TASK: Render every line of the records below as a row of a Markdown table with two columns, Row and Line, giving each row's number and the line itself. Skip any blank lines.

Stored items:
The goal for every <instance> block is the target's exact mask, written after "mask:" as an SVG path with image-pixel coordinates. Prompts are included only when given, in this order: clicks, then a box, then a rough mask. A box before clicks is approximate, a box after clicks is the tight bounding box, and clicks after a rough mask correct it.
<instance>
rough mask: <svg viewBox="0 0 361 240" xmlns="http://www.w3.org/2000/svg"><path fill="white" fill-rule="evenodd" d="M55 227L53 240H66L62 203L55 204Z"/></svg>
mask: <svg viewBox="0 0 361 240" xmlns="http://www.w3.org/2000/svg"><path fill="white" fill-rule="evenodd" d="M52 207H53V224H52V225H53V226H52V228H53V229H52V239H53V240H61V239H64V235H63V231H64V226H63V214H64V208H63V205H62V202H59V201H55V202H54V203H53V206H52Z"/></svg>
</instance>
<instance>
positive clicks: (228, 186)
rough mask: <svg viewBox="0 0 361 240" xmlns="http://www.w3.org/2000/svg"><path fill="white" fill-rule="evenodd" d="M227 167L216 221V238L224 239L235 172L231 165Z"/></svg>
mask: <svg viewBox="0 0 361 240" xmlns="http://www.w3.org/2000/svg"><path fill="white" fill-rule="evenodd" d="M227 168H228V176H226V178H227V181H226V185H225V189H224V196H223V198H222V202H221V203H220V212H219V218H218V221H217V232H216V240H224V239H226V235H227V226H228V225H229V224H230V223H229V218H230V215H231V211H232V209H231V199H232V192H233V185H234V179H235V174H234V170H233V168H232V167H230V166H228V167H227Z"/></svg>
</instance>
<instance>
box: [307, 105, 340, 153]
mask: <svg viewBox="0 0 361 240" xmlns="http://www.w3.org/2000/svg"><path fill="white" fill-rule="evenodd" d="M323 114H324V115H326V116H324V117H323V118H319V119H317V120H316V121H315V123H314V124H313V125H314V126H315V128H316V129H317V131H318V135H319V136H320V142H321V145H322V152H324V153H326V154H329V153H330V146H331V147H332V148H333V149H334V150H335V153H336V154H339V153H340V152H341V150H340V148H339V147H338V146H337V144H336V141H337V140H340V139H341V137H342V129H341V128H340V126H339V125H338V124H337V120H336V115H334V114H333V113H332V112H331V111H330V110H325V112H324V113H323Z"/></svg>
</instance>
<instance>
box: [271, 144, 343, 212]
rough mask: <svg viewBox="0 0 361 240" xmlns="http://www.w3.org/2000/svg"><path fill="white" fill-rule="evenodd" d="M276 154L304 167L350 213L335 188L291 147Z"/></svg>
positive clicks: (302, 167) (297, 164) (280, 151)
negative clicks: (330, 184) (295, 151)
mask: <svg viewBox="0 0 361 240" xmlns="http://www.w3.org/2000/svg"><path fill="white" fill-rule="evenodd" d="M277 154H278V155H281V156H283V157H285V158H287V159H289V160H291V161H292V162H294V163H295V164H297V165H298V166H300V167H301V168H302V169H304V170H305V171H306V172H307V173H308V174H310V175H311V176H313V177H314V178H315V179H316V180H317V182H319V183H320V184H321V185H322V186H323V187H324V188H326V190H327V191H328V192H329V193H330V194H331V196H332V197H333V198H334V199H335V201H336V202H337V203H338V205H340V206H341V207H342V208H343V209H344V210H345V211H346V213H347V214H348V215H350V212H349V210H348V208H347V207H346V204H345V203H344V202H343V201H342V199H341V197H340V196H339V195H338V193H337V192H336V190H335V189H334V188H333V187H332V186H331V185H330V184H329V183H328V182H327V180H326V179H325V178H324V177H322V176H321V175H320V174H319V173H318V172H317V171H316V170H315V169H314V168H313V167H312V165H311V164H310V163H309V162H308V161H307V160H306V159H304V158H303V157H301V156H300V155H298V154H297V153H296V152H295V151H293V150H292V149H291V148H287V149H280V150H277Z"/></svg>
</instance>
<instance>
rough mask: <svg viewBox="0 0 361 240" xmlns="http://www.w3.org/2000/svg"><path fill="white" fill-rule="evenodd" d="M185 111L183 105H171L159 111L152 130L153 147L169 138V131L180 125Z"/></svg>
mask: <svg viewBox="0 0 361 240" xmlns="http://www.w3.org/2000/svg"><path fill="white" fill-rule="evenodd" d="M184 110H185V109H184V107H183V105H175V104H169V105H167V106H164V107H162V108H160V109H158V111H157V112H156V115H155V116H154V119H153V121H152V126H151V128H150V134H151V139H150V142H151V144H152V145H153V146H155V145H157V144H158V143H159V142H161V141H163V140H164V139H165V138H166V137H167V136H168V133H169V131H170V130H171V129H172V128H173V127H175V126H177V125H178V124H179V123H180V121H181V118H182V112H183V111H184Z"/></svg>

YOUR SOLUTION:
| Row | Line |
|---|---|
| 1 | The goal for every <instance> block is the target's exact mask, written after "mask:" as an SVG path with image-pixel coordinates. Prompts are included only when given, in this order: clicks, then a box, then a rough mask. A box before clicks is approximate, a box after clicks is the tight bounding box, and clicks after a rough mask correct it. |
| 2 | <instance> |
| 3 | rough mask: <svg viewBox="0 0 361 240" xmlns="http://www.w3.org/2000/svg"><path fill="white" fill-rule="evenodd" d="M55 227L53 240H66L62 203L55 204Z"/></svg> |
| 4 | mask: <svg viewBox="0 0 361 240" xmlns="http://www.w3.org/2000/svg"><path fill="white" fill-rule="evenodd" d="M52 207H53V224H52V225H53V226H52V228H53V229H52V239H53V240H61V239H64V235H63V231H64V226H63V214H64V208H63V205H62V202H59V201H55V202H54V203H53V206H52Z"/></svg> |
| 5 | </instance> |
| 6 | <instance> |
| 7 | positive clicks: (228, 186) |
| 8 | rough mask: <svg viewBox="0 0 361 240" xmlns="http://www.w3.org/2000/svg"><path fill="white" fill-rule="evenodd" d="M227 167L216 221V238L224 239L235 172L231 165Z"/></svg> |
| 9 | mask: <svg viewBox="0 0 361 240" xmlns="http://www.w3.org/2000/svg"><path fill="white" fill-rule="evenodd" d="M227 168H228V176H226V178H227V181H226V185H225V189H224V196H223V198H222V202H221V203H220V212H219V218H218V221H217V232H216V240H224V239H226V235H227V226H228V225H229V224H230V223H229V218H230V215H231V211H232V209H231V199H232V192H233V185H234V179H235V174H234V170H233V168H232V167H230V166H228V167H227Z"/></svg> |
| 10 | </instance> |
| 11 | <instance> |
| 12 | box: [307, 105, 340, 153] |
| 13 | mask: <svg viewBox="0 0 361 240" xmlns="http://www.w3.org/2000/svg"><path fill="white" fill-rule="evenodd" d="M323 114H324V115H326V116H324V117H323V118H319V119H317V120H316V121H315V123H314V124H313V125H314V126H315V128H316V129H317V131H318V135H319V136H320V142H321V145H322V152H324V153H326V154H329V153H330V146H331V147H332V148H333V149H334V150H335V153H336V154H339V153H340V152H341V150H340V148H339V147H338V146H337V144H336V141H337V140H340V139H341V137H342V129H341V128H340V126H339V125H338V124H337V120H336V115H334V114H333V113H332V112H331V111H330V110H325V112H324V113H323Z"/></svg> |
| 14 | </instance> |
| 15 | <instance> |
| 16 | box: [271, 144, 343, 212] |
| 17 | rough mask: <svg viewBox="0 0 361 240" xmlns="http://www.w3.org/2000/svg"><path fill="white" fill-rule="evenodd" d="M276 154L304 167L350 213L335 188L291 147Z"/></svg> |
| 18 | positive clicks: (302, 167) (297, 164) (280, 151) |
| 19 | negative clicks: (330, 184) (295, 151) |
| 20 | mask: <svg viewBox="0 0 361 240" xmlns="http://www.w3.org/2000/svg"><path fill="white" fill-rule="evenodd" d="M277 154H278V155H281V156H283V157H285V158H287V159H289V160H291V161H292V162H294V163H295V164H297V165H298V166H300V167H301V168H302V169H304V170H305V171H306V172H307V173H308V174H310V175H311V176H313V177H314V178H315V179H316V180H317V182H319V183H320V184H321V185H322V186H323V187H324V188H326V190H327V191H328V192H329V193H330V194H331V196H332V197H333V198H334V199H335V201H336V202H337V203H338V205H340V206H341V207H342V208H343V209H344V210H345V211H346V213H347V214H348V215H350V212H349V210H348V208H347V207H346V204H345V203H344V202H343V201H342V199H341V197H340V196H339V195H338V193H337V192H336V190H335V189H334V188H333V187H332V186H331V185H330V184H329V183H328V182H327V180H326V179H325V178H324V177H322V176H321V175H320V174H319V173H318V172H317V171H316V170H315V169H314V168H313V167H312V165H311V164H310V163H309V162H308V161H307V160H306V159H304V158H303V157H301V156H300V155H298V154H297V153H296V152H295V151H293V150H292V149H291V148H287V149H280V150H277Z"/></svg> |
| 21 | </instance> |
| 22 | <instance> |
| 23 | rough mask: <svg viewBox="0 0 361 240" xmlns="http://www.w3.org/2000/svg"><path fill="white" fill-rule="evenodd" d="M185 111L183 105H171L159 111L152 130L153 147L169 138V131L180 125Z"/></svg> |
| 24 | mask: <svg viewBox="0 0 361 240" xmlns="http://www.w3.org/2000/svg"><path fill="white" fill-rule="evenodd" d="M184 110H185V109H184V107H183V105H175V104H169V105H167V106H164V107H162V108H160V109H158V111H157V112H156V115H155V116H154V119H153V121H152V126H151V128H150V134H151V139H150V142H151V144H152V145H153V146H155V145H157V144H158V143H159V142H161V141H163V140H164V139H165V138H166V137H167V136H168V133H169V131H170V130H171V129H172V128H173V127H175V126H177V125H178V124H179V123H180V121H181V118H182V112H183V111H184Z"/></svg> |